## Start SUPPLIED MATERIAL
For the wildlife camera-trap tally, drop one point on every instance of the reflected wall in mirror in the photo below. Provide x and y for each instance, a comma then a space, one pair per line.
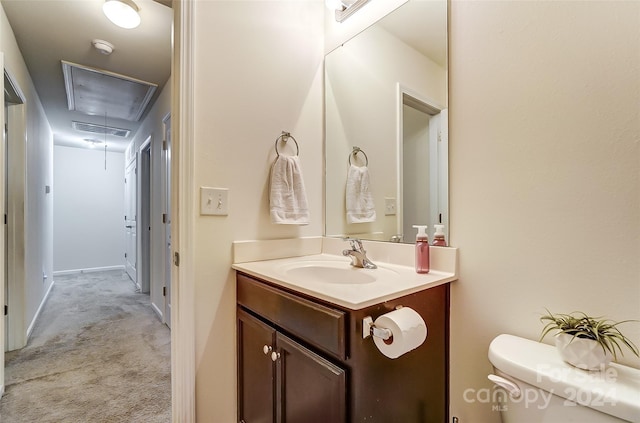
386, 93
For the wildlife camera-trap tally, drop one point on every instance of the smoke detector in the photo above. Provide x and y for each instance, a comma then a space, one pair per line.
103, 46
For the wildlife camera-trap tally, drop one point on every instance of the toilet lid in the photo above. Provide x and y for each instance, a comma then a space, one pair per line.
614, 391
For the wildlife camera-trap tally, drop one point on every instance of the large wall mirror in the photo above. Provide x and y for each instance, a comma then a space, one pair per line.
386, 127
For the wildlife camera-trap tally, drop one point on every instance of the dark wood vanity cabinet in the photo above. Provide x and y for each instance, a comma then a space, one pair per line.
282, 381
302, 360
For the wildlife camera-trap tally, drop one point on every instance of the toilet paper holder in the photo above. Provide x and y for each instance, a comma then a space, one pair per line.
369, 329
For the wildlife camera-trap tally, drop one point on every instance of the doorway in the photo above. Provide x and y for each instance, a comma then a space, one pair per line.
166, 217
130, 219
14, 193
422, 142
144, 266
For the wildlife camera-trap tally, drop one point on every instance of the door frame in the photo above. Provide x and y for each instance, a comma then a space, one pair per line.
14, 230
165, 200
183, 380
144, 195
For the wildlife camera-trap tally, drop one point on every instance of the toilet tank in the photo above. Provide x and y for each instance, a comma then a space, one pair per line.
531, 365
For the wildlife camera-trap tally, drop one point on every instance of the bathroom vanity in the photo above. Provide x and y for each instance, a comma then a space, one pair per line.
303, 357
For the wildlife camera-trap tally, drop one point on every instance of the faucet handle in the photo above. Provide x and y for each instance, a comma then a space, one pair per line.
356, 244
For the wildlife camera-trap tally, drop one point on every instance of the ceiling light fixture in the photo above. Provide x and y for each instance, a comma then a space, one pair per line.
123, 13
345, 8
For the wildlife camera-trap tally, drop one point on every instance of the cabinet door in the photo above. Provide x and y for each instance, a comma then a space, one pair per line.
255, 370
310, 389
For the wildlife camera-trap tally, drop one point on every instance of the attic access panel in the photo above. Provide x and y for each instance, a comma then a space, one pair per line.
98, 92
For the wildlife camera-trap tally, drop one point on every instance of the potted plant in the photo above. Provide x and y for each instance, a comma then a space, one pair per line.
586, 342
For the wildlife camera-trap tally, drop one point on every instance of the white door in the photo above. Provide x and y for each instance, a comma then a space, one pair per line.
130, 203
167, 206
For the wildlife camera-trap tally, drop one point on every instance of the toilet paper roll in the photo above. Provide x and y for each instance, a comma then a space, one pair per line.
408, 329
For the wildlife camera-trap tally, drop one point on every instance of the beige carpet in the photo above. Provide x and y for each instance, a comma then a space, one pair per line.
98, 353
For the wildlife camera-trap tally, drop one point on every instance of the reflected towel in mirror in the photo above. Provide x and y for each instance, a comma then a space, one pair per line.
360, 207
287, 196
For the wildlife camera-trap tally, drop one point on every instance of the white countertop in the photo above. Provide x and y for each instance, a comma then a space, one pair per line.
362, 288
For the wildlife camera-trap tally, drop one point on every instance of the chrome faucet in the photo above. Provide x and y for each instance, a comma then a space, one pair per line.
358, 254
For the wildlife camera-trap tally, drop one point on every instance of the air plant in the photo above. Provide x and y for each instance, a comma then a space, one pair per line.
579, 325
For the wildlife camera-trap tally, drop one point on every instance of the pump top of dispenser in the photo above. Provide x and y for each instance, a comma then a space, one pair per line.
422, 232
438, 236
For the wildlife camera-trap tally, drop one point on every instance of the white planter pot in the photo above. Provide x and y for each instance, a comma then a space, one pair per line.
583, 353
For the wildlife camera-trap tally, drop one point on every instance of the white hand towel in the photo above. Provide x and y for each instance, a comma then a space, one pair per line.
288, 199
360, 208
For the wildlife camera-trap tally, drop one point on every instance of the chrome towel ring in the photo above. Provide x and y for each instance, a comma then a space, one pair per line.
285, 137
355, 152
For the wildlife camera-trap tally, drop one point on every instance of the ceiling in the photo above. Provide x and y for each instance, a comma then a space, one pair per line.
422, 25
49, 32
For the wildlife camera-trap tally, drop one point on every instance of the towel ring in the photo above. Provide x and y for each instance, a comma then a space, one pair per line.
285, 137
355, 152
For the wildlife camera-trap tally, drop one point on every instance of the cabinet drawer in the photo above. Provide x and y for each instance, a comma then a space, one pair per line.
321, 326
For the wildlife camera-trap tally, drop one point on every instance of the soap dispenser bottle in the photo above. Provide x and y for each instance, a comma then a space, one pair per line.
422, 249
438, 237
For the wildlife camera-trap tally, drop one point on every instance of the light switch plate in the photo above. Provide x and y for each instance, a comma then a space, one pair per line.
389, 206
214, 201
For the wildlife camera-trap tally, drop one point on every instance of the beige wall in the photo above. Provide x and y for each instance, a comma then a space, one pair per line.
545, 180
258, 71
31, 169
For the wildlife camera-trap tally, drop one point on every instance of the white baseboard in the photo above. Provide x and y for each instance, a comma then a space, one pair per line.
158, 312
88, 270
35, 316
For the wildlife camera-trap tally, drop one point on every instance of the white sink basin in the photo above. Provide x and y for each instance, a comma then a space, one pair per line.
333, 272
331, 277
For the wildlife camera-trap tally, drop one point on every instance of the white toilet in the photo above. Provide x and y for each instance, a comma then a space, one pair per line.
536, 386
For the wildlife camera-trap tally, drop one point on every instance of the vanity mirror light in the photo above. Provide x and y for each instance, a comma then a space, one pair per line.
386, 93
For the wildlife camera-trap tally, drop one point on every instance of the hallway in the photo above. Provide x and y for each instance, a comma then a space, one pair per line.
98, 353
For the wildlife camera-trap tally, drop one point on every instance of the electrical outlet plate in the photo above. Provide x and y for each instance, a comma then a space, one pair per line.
## End SUPPLIED MATERIAL
_GIVEN INSTRUCTION_
Make an exact copy of all entries above, dropping the images.

_WRITTEN REPLY_
For the wildlife camera-trap tally, drop one point on every instance of the reflected wall in mirror in the photo below. Provide x and y for each instance, a comma then a space, one pair per line.
386, 93
For the wildlife camera-trap tally, drop one point on every instance of the smoke detector in the photo above. Provide x and y for each instance, a comma then a space, one pair per line.
103, 46
For the wildlife camera-trap tally, drop one point on every instance of the toilet lid in the photo above. Provide x and y for each instance, a comma then a space, one pair per line.
614, 391
For the wildlife camera-trap tally, drop one point on every instance of the large wall mirror in the photo above. Provide x and y for each instance, a comma then a space, one pair per line.
386, 127
For the wildlife camera-trap tally, drop one point on every instance of the dark wood vanity cabinet in the photo above. Provide x and y for each instance, a comma then a space, one pair per line.
282, 381
302, 360
For the wildlife camera-trap tally, drop one point on every instance of the toilet paper holder in the photo above. Provide x and y for each instance, a comma then a space, one pair per line.
369, 329
For the wildlife camera-trap tally, drop one point on every instance of the doorway in the photo above. Provide x and y for each instance, a comma then a space, one pair per line.
166, 217
130, 219
14, 193
422, 142
144, 266
For the wildlife camera-trap tally, drop one point on every instance of the door frame in the photo above. Provide x and y for each instance, a comma then a space, one pair per line.
14, 230
165, 200
183, 380
144, 195
For the wildlife camera-trap tally, drop one point on every instance of the toilet tank in the photo above. Provide x and y for each instance, a comma then a space, one pair per line.
531, 365
For the wildlife camera-trap tally, drop one point on every instance of the bathroom vanity in the photo above. Provide x and y for each instance, a comma then a space, one pair per line.
303, 357
For the wildlife camera-trap tally, drop one point on every instance of the faucet handle in the photo above. Provide x and y for each instance, a comma then a space, one pair per line.
356, 244
For the wildlife camera-trap tally, drop one point on every instance of the ceiling light fixture in the photo above. Provide x and y for each instance, a comma then a space, one pair per line.
123, 13
345, 8
For the wildlife camera-trap tally, drop one point on every instance of the cabinet door in the photo above. Provide x and y for each instance, a comma then a space, one pair per line.
255, 370
310, 389
For the wildlife camera-trap tally, drop one point on every instance of the attic access panel in the photo above. Provide x and y for each instance, a comma then a space, one pair per line.
98, 92
For the wildlife camera-trap tally, drop one point on every instance of the potted plant in the photo above. Provide x and y for each instance, a comma then a space, one pair per line.
586, 342
For the wildlife camera-trap tally, drop one point on every instance of the white door in the photo above. Provide x and y for each instance, a comma then a space, one pair per line.
130, 203
167, 206
For the wildlife camera-trap tally, drop one point on every instance of the toilet paper roll in the photo above. Provide x and y for each instance, a comma then a space, one pair per line.
408, 329
For the wildlife camera-trap tally, drop one point on every instance of the beige carpet in the photo above. Provide x and y for each instance, a comma then a space, one pair per line.
98, 353
For the wildlife camera-trap tally, drop one point on every instance of the reflected towel in mirror in the photo above. Provide x and y for each instance, a comma then a space, one pair per line.
360, 207
287, 196
For the wildlife camera-trap tally, drop one point on every instance of the white countertop in the photo above. Provide x and y for each instance, a comma then a space, one pair per line.
362, 288
For the wildlife camera-trap tally, drop one point on every instance of the chrome faucet in the photo above. Provide x and y for each instance, a comma then a space, one pair per line.
358, 254
For the wildlife camera-trap tally, drop one point on every instance of the air plant in the photo above. Provide x and y for each instance, a comma then a space, one pair per line.
579, 325
For the wildlife camera-trap tally, drop one point on every instance of the pump top of dispenser in the photo above. Provide x and y for each instance, a comma then a space, one pair per line.
422, 232
438, 236
For the wildlife camera-trap tally, drop one point on every instance of the white planter pot in the photo above. Provide x and y for each instance, a comma then a space, one pair per line.
583, 353
For the wildlife camera-trap tally, drop one point on every instance of the white hand towel in the photo above. Provide x and y for each instance, a comma then a space, one pair per line.
288, 199
360, 208
For the wildlife camera-trap tally, drop one point on every instance of the chrome towel ring in the photo above. Provide x and y for each instance, a comma then a space, one pair per line.
285, 137
355, 152
For the wildlife camera-trap tally, drop one point on every instance of the ceiling in the photo above. Provide x and y for each instance, a comma then a space, one pair per line.
422, 25
49, 32
For the wildlife camera-trap tally, drop one point on every instance of the towel ring in the photo above. Provide x and y for each instance, a comma then a space, one pair per line.
285, 137
355, 152
For the wildlife camera-trap tally, drop one point on every instance of the cabinet drawer in the photo above. Provide x and y for each instance, a comma then a space, one pair per line.
321, 326
For the wildlife camera-trap tally, drop one point on every instance of the soap dispenser bottle in the photo above. Provide x and y for each instance, a comma then a space, one pair per line.
422, 249
438, 237
For the wildlife camera-trap tally, drop one point on every instance of the light switch plate in the photo above. Provide x and y for each instance, a comma then a space, one pair per line.
389, 206
214, 201
For the wildlife camera-trap tally, drop one point on every instance of the beige wall in the photo above. Provide x and y for each instance, a comma then a space, one pair per line.
545, 180
258, 71
31, 169
For the wildlife camera-trap tally, drop one point on every instance of the white baseboard in the photo above. Provide x and y for each instance, a comma then a space, one pair per line.
158, 312
88, 270
35, 316
For the wildlife camera-trap tally, drop one point on every instance of the white sink basin in the photo above. Provide x and y for each instance, a comma then a space, one pair per line.
333, 272
331, 277
For the wildlife camera-trap tally, drop one point on every instance of the white toilet in the photo above. Provide x and y for each instance, a comma then a space, one pair per line.
536, 386
For the wildlife camera-trap tally, drop one point on every instance of the vanity mirror light in the photo above. Provide x and y for each instance, a comma then a space, one pair per line.
386, 93
For the wildlife camera-trap tally, drop one point on every instance of the hallway in the photo above. Provide x and y for each instance, a comma then a space, one pair per line.
98, 353
For the wildlife camera-trap tally, drop one point on every instance of the electrical outlet plate in the photo above. Provide x and y for each instance, a comma then a space, one pair per line.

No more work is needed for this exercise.